-- START --

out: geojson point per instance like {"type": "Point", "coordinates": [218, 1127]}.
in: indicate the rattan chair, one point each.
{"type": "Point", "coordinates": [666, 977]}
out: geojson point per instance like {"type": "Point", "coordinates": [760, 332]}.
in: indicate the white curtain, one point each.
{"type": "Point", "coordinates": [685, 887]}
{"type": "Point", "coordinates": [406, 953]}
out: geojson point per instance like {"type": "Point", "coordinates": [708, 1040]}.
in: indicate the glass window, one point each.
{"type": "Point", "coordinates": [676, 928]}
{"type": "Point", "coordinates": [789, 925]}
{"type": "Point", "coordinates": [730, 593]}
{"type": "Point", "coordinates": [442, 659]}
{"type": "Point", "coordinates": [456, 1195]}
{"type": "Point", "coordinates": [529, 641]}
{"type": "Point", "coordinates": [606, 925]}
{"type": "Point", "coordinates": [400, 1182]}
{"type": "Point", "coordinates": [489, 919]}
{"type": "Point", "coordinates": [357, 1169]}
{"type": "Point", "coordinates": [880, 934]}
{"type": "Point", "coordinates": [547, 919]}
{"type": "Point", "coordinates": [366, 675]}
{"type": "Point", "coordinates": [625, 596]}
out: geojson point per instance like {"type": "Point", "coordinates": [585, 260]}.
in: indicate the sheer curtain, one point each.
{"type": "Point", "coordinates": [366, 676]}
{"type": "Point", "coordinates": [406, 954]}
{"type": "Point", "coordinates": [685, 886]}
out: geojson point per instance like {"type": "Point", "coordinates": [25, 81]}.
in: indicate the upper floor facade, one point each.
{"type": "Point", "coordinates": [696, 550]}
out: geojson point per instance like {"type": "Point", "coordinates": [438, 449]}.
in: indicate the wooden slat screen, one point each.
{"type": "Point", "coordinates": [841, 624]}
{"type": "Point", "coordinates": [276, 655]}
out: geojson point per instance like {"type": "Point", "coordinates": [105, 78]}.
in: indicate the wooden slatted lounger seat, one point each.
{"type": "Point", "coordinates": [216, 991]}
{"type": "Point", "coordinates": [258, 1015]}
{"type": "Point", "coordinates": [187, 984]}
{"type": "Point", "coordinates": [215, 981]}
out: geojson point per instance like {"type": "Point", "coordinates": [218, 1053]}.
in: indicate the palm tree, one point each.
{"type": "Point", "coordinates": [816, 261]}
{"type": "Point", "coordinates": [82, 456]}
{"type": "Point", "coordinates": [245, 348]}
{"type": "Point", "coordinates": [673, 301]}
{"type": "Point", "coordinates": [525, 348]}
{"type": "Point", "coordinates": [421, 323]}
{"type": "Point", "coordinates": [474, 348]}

-- END --
-- START --

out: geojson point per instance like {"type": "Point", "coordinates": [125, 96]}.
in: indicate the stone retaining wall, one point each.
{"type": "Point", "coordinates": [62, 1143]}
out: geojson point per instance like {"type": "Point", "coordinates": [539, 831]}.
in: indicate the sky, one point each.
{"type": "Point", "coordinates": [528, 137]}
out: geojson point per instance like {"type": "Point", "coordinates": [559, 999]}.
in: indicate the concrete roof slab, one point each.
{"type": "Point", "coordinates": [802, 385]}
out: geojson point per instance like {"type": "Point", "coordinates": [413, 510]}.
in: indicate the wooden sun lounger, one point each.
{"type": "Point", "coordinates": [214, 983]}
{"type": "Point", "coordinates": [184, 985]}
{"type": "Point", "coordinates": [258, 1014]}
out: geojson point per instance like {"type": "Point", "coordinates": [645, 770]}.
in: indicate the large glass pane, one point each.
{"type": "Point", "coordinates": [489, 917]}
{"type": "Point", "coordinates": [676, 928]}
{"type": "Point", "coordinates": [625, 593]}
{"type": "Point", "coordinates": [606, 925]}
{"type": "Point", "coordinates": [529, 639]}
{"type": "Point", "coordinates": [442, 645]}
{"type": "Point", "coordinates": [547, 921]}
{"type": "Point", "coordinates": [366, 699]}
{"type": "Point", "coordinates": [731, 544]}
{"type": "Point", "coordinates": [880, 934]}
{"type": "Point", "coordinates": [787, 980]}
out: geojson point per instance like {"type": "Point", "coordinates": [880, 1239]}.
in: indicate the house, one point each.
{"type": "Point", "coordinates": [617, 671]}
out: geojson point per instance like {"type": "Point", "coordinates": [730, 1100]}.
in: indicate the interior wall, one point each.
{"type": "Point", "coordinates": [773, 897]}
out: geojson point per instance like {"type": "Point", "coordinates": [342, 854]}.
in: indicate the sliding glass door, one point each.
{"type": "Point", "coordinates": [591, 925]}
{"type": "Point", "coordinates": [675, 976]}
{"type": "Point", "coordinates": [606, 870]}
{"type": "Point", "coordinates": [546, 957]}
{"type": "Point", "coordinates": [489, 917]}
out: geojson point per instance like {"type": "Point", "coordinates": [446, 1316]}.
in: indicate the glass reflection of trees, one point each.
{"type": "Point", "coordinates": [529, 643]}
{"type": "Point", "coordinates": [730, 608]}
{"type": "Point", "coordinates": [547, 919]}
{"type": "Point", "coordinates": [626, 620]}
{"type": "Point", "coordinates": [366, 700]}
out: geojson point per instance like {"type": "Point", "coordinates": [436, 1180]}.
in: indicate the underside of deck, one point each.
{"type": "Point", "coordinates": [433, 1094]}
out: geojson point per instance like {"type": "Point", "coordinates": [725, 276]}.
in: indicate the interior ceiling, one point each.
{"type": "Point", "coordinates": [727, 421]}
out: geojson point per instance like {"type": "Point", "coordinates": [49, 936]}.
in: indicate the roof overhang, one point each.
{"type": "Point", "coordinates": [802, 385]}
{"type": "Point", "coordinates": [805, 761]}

-- END --

◆ Directions
Display every line in the rows above that contains the word "wall", counting only matches with the same case.

◆ Result for this exercise
in: indicate the stone retaining wall, one point each.
in: indicate the interior wall, one point each.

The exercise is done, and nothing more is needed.